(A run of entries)

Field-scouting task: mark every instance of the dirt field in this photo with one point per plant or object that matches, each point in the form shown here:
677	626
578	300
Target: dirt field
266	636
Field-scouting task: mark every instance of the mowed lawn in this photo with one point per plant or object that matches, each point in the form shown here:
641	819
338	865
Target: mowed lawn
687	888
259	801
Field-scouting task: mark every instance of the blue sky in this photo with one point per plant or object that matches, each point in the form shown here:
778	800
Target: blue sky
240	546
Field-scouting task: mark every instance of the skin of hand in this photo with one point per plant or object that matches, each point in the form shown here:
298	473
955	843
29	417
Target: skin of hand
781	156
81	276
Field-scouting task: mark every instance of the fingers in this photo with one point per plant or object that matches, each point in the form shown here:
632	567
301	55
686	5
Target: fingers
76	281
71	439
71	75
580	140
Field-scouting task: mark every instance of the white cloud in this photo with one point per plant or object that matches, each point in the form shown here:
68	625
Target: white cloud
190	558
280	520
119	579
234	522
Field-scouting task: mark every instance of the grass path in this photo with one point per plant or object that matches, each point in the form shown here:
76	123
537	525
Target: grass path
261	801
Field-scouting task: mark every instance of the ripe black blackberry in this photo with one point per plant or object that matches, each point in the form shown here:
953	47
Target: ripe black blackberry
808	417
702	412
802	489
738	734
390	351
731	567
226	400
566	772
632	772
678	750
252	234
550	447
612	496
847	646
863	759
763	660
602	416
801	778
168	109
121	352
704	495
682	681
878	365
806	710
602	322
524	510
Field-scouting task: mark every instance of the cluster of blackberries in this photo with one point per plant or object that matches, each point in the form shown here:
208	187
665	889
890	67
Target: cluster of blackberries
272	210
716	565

--

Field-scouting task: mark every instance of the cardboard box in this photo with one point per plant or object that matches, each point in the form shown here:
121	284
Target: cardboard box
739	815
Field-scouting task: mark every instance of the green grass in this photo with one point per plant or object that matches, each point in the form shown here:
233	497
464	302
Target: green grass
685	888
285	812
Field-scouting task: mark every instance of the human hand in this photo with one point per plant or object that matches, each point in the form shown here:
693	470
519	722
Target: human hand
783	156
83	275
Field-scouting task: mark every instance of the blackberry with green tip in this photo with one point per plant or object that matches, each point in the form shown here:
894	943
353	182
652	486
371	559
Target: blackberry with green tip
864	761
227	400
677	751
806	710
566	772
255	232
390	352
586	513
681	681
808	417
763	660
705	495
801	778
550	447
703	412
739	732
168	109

• _WORK REQUIRED_: Pull out every line in the entries above that contains the word "ripe", matching case exactly.

• _TASK ANSWER_:
Field-scouting task: mark every instance of the ripe black blackberry in this photo with one point per plant or object that matches, each point in the form shown here:
Target: ripe black blackberry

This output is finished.